- Given text:
******

Judges: WalKER
Filed Date: 11/24/1915
Status: Precedential
Modified Date: 10/19/2024
Civil action to recover an alleged overcharge upon an interstate shipment, with the penalty for failure to refund said overcharge within sixty days as required by Revisal, secs. 2643-2644.
In May, 1912, there was shipped to plaintiff from Detroit, Mich., a carload of freight, and upon arrival plaintiff paid charges thereon amounting to $161.34. Plaintiff claimed that the charge should have been only $153.38, and, therefore, he had been over charged $7.96. Demand for the return of this alleged overcharge not being complied with, this action was instituted to recover the same, together with the penalty allowed by the statute for failure to refund the overcharge within the specified time.

******

- Supplied entries:
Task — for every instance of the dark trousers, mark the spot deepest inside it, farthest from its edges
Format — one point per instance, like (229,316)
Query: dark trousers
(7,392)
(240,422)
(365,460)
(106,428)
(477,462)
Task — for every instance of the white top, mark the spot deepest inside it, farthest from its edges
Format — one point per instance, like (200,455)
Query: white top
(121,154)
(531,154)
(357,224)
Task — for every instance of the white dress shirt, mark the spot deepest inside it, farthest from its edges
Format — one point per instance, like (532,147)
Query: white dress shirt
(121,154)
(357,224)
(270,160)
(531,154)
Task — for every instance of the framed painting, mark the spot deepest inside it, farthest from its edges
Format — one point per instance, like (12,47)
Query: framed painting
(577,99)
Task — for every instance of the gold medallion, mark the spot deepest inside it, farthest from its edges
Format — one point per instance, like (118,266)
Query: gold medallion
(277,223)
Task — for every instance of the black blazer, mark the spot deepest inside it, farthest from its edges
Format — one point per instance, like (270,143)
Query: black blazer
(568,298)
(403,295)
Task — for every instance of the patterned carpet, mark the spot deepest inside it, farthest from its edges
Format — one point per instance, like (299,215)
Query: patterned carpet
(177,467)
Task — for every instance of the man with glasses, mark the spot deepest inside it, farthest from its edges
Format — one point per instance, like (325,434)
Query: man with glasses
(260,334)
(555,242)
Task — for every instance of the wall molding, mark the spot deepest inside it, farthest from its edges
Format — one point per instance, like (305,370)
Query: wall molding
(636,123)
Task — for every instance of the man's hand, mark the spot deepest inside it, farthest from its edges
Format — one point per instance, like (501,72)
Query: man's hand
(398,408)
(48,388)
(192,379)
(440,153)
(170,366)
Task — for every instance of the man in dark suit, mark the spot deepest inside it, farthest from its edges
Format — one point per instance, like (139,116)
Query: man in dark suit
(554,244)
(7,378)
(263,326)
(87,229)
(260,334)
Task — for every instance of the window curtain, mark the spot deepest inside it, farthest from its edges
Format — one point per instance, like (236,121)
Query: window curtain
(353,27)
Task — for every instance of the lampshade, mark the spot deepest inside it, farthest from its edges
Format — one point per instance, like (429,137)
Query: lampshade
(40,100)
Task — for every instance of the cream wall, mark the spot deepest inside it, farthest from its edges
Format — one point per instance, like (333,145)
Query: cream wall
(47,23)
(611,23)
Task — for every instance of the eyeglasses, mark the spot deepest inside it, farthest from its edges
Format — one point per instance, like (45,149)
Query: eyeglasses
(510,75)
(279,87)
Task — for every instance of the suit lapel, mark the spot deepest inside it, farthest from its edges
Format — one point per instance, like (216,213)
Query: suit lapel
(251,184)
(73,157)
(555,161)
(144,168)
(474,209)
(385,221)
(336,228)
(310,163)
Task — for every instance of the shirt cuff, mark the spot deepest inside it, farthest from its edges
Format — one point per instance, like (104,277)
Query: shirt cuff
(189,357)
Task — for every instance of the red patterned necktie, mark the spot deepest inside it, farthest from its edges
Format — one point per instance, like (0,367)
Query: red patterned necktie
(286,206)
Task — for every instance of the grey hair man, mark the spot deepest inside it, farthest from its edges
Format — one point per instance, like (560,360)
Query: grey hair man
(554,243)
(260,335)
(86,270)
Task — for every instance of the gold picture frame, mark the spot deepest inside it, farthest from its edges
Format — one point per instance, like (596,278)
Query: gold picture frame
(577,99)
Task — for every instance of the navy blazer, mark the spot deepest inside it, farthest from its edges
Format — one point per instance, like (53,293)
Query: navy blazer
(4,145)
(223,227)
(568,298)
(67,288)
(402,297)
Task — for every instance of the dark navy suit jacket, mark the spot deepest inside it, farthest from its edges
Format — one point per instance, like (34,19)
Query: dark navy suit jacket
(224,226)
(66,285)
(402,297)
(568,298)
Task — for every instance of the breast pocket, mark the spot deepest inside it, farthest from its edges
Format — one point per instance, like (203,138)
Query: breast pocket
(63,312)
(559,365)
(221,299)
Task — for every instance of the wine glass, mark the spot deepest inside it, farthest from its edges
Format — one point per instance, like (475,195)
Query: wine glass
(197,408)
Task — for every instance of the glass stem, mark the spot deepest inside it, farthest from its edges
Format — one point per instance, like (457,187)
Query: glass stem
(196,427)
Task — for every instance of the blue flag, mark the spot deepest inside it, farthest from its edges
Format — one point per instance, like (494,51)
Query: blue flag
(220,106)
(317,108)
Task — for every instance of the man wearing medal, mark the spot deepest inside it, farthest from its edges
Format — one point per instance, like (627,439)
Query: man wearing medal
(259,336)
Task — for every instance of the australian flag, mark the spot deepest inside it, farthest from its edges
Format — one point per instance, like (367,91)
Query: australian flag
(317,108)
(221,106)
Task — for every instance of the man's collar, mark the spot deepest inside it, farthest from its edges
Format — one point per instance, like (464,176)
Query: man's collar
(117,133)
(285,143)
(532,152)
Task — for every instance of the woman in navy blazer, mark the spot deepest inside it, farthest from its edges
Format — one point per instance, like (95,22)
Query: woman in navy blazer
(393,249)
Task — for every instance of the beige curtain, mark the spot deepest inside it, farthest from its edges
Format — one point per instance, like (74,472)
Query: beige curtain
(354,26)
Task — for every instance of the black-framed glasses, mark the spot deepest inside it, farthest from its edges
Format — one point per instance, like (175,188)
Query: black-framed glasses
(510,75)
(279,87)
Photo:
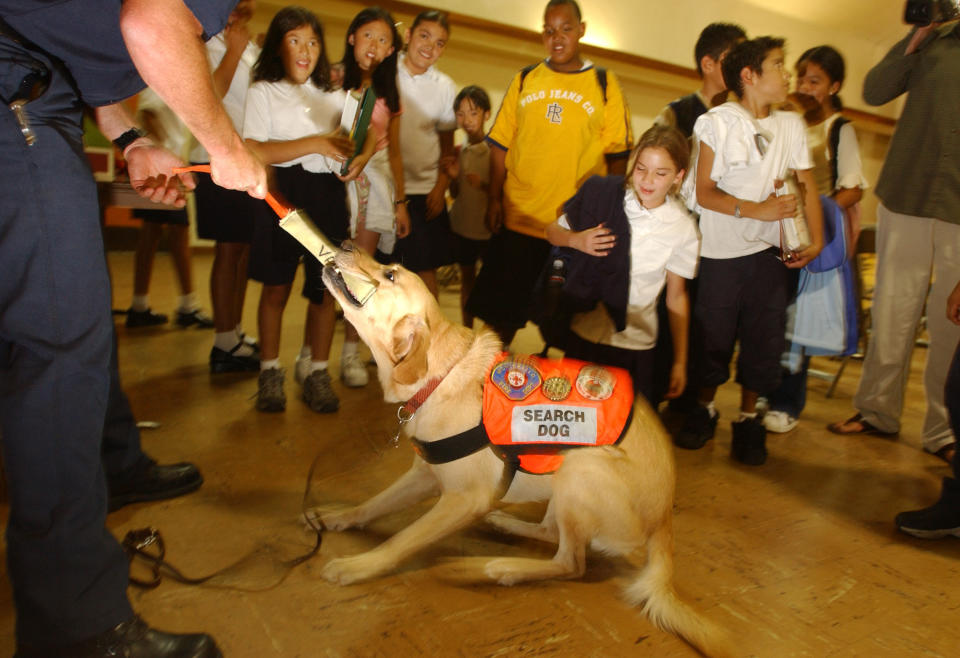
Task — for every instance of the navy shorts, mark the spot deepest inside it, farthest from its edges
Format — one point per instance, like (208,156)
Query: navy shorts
(275,254)
(430,243)
(743,299)
(469,251)
(503,294)
(224,215)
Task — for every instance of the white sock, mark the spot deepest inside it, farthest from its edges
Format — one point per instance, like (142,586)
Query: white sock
(225,340)
(140,303)
(187,303)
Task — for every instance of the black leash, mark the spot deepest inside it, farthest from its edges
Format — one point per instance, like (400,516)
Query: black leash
(146,544)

******

- Job 1:
In the freight overcharge case, how much did the plaintiff claim he had been overcharged?
- Job 2:
Write what comes next in the freight overcharge case, picking up after its final sentence.
The lines are separate material with no connection to the freight overcharge case.

- Written reply 1:
$7.96

- Written reply 2:
Upon the trial below defendant moved to dismiss the action for want of jurisdiction, in that plaintiff's cause of action, if any, arose under the Federal act to regulate commerce, and only the Federal courts or the Interstate Commerce Commission had jurisdiction of claims arising under said act. This motion being denied, defendant then moved, for the same reason, to remove the case to the Federal court, but this motion was also denied. Defendant offered no evidence, but moved for judgment of nonsuit upon plaintiff's testimony. This motion being denied, defendant requested the court to charge the jury that no penalty could be collected for failure to refund an overcharge upon an interstate shipment. The court declined to so charge. There was a verdict for plaintiff for the overcharge, with penalty of $100, and, the court having denied defendant's motion to set aside the verdict and for a new trial, judgment was entered upon the verdict, whereupon defendant excepted and appealed.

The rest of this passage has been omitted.